BEGIN Provided records

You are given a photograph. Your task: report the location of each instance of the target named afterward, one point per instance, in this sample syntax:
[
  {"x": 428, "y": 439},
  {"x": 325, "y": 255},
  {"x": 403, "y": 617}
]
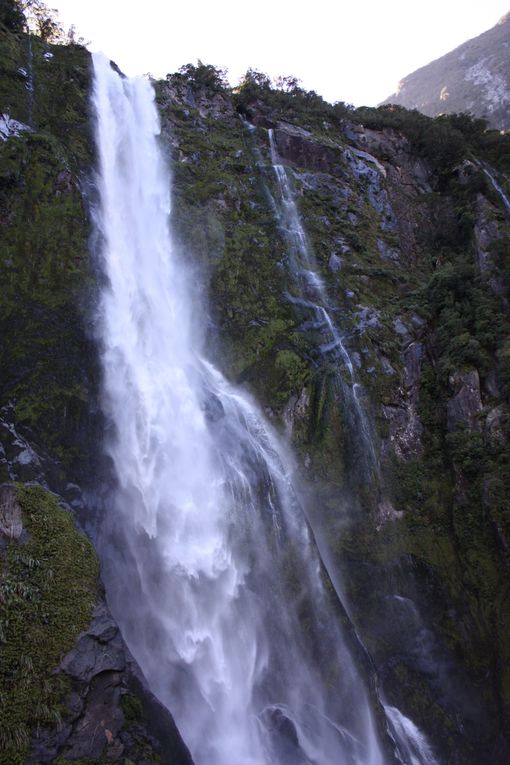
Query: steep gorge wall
[{"x": 412, "y": 242}]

END Provided records

→ Required work:
When you print the records above, keep them exact and leave out the pictures.

→ Your solution:
You are given a photograph. Your task: report the location of each instance of the target named afterward, one point per instance, in this sample syntax:
[
  {"x": 428, "y": 439},
  {"x": 325, "y": 255},
  {"x": 403, "y": 617}
]
Query: steep gorge wall
[{"x": 412, "y": 242}]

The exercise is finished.